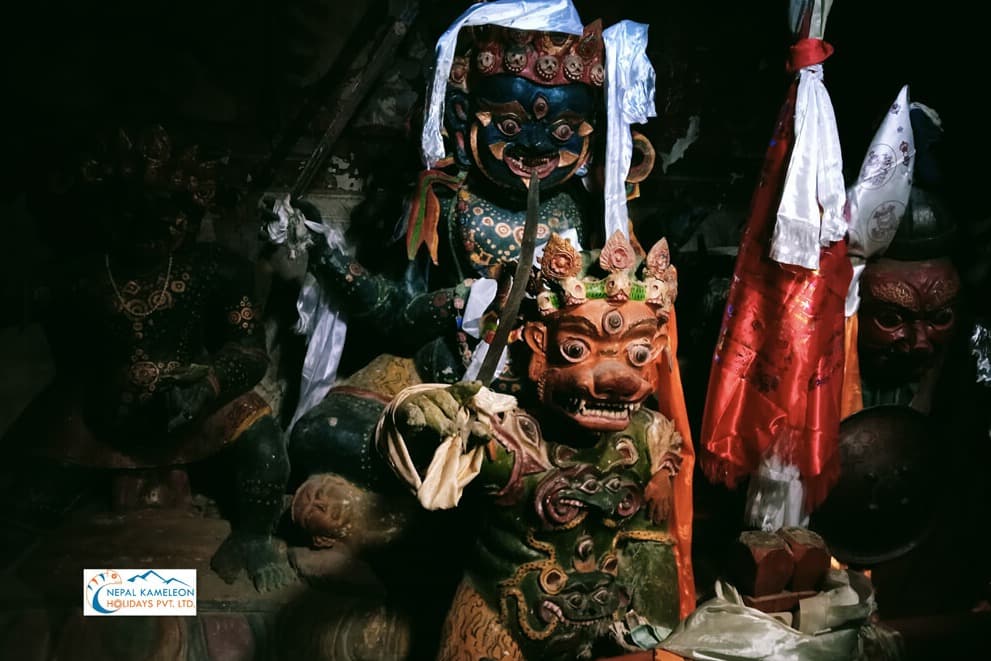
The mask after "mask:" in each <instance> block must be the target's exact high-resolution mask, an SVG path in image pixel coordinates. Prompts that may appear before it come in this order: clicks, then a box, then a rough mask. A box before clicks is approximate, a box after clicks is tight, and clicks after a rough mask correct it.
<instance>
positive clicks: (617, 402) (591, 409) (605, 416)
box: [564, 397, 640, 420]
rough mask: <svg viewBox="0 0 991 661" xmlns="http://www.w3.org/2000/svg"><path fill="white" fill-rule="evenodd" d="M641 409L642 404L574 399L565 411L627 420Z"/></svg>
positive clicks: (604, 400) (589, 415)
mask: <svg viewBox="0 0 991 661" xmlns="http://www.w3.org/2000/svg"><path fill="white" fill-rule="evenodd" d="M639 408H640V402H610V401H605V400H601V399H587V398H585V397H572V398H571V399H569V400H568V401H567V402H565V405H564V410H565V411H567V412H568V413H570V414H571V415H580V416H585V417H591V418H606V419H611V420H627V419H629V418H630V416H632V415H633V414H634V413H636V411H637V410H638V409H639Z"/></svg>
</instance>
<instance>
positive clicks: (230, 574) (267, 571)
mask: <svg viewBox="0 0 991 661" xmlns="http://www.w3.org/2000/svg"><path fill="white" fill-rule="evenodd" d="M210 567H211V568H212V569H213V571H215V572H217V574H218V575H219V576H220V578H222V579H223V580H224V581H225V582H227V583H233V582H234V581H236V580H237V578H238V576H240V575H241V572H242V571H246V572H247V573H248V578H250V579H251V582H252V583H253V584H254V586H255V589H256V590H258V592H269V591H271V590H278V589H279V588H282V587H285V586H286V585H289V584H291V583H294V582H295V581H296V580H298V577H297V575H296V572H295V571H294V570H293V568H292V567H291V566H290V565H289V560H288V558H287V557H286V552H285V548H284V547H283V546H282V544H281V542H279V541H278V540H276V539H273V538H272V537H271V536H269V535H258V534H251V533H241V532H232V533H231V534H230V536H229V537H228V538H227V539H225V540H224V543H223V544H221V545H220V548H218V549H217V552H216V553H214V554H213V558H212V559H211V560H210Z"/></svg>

* * * *

* _Requirement_
All of the material above must be given again verbatim, except for the pictures.

* _Exercise result_
The mask after "mask:" in each <instance> block must be the target's exact high-resolution mask, an SVG path in image pixel coordinates. Prompts that may appear before it come in this order: clicks, then a box, then a rough mask. A box before clicks is approximate, a box after clicks is tight, and clicks after a rough mask correct it.
<instance>
positive clicks: (617, 402) (591, 409) (605, 416)
box: [564, 397, 640, 420]
rough mask: <svg viewBox="0 0 991 661" xmlns="http://www.w3.org/2000/svg"><path fill="white" fill-rule="evenodd" d="M641 409L642 404L574 399L565 411L627 420Z"/></svg>
positive clicks: (604, 400) (589, 415)
mask: <svg viewBox="0 0 991 661" xmlns="http://www.w3.org/2000/svg"><path fill="white" fill-rule="evenodd" d="M639 408H640V402H610V401H605V400H601V399H587V398H585V397H572V398H571V399H569V400H568V401H567V402H565V405H564V410H565V411H567V412H568V413H570V414H571V415H580V416H585V417H591V418H606V419H611V420H627V419H629V418H630V416H632V415H633V414H634V413H636V411H637V410H638V409H639Z"/></svg>
</instance>
<instance>
positive clicks: (230, 574) (267, 571)
mask: <svg viewBox="0 0 991 661" xmlns="http://www.w3.org/2000/svg"><path fill="white" fill-rule="evenodd" d="M210 567H211V568H212V569H213V571H215V572H217V574H218V575H219V576H220V578H222V579H223V580H224V581H225V582H227V583H233V582H234V581H236V580H237V578H238V576H240V575H241V572H242V571H246V572H247V573H248V578H250V579H251V582H252V583H253V584H254V586H255V589H256V590H258V592H269V591H271V590H278V589H279V588H282V587H285V586H286V585H289V584H291V583H294V582H295V581H296V580H298V577H297V575H296V572H295V571H294V570H293V568H292V567H291V566H290V565H289V560H288V558H287V557H286V552H285V548H284V547H283V546H282V544H281V542H279V541H278V540H276V539H273V538H272V537H271V536H269V535H258V534H251V533H241V532H232V533H231V534H230V536H229V537H228V538H227V539H225V540H224V543H223V544H221V545H220V548H218V549H217V552H216V553H214V554H213V558H212V559H211V560H210Z"/></svg>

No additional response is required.